:: Exercise details ::
Rewrite the lines starting at the one that contains "Generate the precise" and ending at the one that contains "negative clicks: (25, 82) (270, 53)", putting "coarse mask" in place of "rough mask" and keeping everything else the same.

◆ ◆ ◆ ◆ ◆

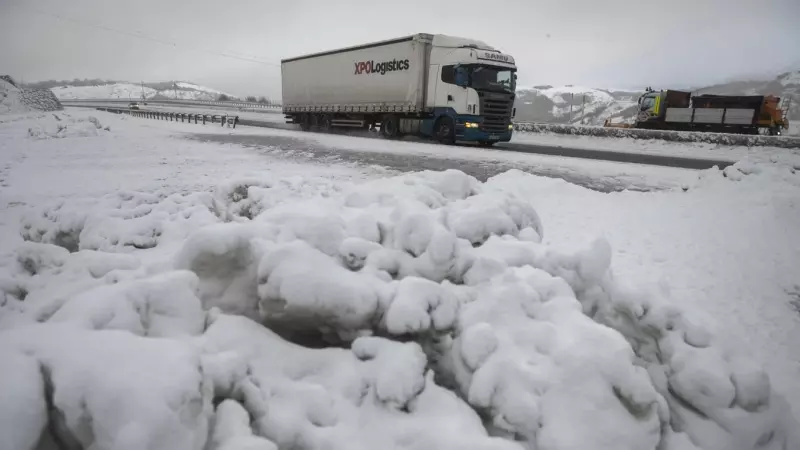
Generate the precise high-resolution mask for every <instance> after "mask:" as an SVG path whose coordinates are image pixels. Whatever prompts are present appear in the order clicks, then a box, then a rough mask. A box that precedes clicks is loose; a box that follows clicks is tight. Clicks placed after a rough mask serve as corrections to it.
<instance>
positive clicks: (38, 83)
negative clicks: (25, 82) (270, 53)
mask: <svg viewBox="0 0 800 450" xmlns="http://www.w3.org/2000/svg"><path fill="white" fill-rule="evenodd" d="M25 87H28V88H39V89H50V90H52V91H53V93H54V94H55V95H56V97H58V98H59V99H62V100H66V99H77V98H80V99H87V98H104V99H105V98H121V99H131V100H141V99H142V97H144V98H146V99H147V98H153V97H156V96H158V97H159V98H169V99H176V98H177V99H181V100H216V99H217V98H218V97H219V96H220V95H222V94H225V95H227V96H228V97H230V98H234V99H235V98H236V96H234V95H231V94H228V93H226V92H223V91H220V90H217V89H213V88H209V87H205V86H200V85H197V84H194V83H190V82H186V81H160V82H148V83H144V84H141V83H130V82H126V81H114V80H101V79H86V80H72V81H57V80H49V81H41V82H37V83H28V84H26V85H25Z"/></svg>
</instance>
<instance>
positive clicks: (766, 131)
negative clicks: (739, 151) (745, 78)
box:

◆ ◆ ◆ ◆ ◆

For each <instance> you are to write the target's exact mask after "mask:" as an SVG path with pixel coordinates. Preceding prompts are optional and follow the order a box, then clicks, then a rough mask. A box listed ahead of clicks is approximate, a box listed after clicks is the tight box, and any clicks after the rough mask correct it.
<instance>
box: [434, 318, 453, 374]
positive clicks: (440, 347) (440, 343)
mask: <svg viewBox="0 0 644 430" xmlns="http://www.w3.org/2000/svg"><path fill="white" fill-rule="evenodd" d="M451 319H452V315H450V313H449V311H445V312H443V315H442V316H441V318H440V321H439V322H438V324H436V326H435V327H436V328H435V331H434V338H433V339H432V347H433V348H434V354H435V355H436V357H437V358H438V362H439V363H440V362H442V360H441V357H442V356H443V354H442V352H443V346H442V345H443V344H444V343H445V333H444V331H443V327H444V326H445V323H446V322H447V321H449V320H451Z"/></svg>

◆ ◆ ◆ ◆ ◆

:: Response ::
Generate the precise high-resolution mask for every <instance> after "mask:" as an SVG path whose coordinates are image pixels. Whatever prompts are present appear in the order clicks, then a box, then a coarse mask. A box that precedes clicks is loose; a box that follows clicks is tight. Clicks placed after a coarse mask serve as corrections to it.
<instance>
positive clicks: (38, 83)
negative clicks: (25, 82) (270, 53)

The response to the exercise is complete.